◆ **Task list**:
A. In the passage on Jerrell Harris, which two outside linebacker prospects did Rivals.com rank ahead of him?
B. Write the next part of the passage on Jerrell Harris, picking up after its last sentence.

## BEGIN Passage given

Jerrell Harris (born July 8, 1989) is a former American football linebacker who attended the University of Alabama. Harris was an All-American in high school and was considered one of the better outside linebacker prospects of his class.

High school career
Harris attended Gadsden City High School in Alabama, where he was a teammate of fellow Crimson Tide players Kendall Kelly and Dre Kirkpatrick. As a senior, he registered 145 tackles (97 solo), 16 tackles for loss, three pass break-ups, 20 quarterback pressures, four caused fumbles, three recovered fumbles. Harris also returned one fumble for a touchdown and scored on an interception return. He amassed 130 tackles, three interceptions and two sacks as a junior.

Considered a four-star recruit by Rivals.com, Harris was listed as the No. 3 outside linebacker prospect in the country, behind only Nigel Bradham and Arthur Brown. Harris was also considered to be the best run stopper among all linebackers. He chose Alabama over Auburn, Tennessee and Clemson, among others.

College career
He played college football at Alabama.

## END Passage given
## BEGIN Records supplied

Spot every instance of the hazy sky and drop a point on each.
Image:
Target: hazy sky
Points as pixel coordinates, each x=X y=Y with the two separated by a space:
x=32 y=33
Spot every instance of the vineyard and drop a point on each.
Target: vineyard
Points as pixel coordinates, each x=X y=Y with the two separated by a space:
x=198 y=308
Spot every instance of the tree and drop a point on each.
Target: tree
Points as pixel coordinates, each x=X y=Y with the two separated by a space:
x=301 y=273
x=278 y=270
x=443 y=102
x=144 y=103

## END Records supplied

◆ **Answers for the tasks**:
A. Nigel Bradham and Arthur Brown

B.
As a member of the Crimson Tide, Harris was a member of two national championship teams.

Professional career

Atlanta Falcons
Harris went undrafted in the 2012 NFL Draft and was later signed out of free agency by the Atlanta Falcons.

Jacksonville Jaguars
He was signed to the Jacksonville Jaguars practice squad on September 26, 2012 and released on October 24.

New England Patriots
He was signed to the New England Patriots practice squad on November 6, 2012, a promotion to the active roster would have reunited him with former Alabama teammate, linebacker Dont'a Hightower. However, Harris was released from the New England Patriots practice squad a week later.

Oakland Raiders
He was signed by the Oakland Raiders to their practice squad on November 28, 2012.
He was released by the Oakland Raiders on May 16, 2013.

San Diego Chargers
On August 5, 2013, Harris was signed by the San Diego Chargers.

Montreal Alouettes
Harris signed with the Montreal Alouettes on October 8, 2013.

Denver Broncos
Harris, along with seven other players, were signed to future contracts with the Denver Broncos on January 22, 2014. The Broncos released him on August 24, 2014.

Detroit Lions
Harris, along with five other players, were signed to the practice squad with the Detroit Lions on September 17, 2014. He was released on November 11, 2014. He was re-signed on November 25, 2014. On August 4, 2015, Harris was released by the Lions.

Dallas Cowboys
Harris signed a reserve/futures contract with the Dallas Cowboys on January 20, 2016.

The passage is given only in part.